● **TASK DETAILS**
Your answer should consist only of the lines from the line containing "Find one point per instance of the kitchen" through the last line below, each repeated exactly.

● **Dataset items**

=== Begin Enclosure ===

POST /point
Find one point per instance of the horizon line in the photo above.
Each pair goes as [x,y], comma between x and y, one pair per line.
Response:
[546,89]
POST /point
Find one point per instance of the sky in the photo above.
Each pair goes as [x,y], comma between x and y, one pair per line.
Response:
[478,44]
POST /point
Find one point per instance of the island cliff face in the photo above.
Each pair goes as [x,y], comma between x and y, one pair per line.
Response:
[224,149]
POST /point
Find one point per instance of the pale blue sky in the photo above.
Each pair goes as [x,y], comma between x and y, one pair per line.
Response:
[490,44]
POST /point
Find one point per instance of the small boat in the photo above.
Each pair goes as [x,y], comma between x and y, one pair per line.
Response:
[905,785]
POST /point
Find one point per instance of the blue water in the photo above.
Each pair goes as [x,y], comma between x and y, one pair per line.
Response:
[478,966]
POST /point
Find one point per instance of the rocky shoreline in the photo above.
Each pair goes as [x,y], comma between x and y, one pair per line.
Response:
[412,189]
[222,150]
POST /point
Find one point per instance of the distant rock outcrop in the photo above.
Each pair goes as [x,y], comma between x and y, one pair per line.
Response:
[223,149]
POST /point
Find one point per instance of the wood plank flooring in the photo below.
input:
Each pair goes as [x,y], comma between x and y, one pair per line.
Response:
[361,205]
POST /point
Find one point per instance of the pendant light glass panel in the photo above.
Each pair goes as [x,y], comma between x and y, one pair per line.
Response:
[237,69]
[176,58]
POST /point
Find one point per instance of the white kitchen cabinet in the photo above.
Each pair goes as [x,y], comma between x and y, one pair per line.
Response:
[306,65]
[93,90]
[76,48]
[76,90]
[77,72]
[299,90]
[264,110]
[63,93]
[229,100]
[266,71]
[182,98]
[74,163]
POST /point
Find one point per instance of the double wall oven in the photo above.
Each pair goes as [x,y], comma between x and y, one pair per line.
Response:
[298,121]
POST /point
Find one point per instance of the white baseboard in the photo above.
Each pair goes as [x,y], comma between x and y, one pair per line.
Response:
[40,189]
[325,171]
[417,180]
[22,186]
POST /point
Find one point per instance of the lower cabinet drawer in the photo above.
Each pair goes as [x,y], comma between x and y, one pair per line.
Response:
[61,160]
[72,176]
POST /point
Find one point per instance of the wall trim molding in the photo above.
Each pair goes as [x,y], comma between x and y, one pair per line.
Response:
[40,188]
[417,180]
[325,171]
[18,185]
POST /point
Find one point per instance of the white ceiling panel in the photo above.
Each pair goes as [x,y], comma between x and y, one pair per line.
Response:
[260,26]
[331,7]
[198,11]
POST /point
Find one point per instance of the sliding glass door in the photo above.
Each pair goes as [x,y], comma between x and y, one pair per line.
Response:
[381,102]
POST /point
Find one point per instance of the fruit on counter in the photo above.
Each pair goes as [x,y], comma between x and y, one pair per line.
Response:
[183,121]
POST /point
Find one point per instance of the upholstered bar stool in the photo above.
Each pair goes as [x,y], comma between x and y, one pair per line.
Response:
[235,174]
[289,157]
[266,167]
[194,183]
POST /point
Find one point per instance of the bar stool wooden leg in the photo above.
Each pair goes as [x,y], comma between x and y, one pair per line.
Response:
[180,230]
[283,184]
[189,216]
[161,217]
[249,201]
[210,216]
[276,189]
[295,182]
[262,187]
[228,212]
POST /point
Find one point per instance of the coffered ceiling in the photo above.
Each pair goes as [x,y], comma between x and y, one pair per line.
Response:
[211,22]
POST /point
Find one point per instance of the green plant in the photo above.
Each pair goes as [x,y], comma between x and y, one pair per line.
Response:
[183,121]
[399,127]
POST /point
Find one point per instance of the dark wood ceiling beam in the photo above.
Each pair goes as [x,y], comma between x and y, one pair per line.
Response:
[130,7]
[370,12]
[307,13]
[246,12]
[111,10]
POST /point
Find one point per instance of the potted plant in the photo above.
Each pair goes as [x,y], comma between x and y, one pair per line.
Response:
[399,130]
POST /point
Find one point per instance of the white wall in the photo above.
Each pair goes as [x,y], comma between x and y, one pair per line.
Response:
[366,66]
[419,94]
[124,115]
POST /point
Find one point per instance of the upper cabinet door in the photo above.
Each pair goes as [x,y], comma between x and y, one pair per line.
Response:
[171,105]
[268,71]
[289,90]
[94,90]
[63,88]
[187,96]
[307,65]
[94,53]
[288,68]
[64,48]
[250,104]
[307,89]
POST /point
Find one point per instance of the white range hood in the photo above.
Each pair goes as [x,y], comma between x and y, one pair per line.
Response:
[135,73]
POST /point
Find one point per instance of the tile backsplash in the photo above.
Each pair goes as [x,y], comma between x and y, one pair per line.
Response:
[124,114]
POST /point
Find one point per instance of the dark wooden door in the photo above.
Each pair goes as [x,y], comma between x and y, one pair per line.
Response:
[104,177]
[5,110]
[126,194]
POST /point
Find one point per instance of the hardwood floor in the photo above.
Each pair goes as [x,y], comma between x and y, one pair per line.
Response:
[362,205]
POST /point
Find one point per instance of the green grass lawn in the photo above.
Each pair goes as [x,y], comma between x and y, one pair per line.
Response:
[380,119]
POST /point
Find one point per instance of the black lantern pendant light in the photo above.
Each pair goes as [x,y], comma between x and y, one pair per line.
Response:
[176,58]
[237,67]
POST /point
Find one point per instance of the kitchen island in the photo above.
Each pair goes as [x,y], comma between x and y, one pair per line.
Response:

=== End Enclosure ===

● **TASK SOLUTION**
Find one point per instance of the kitchen island in the photo above.
Each pair goes as [x,y], comma between x and y, one pair per line.
Response:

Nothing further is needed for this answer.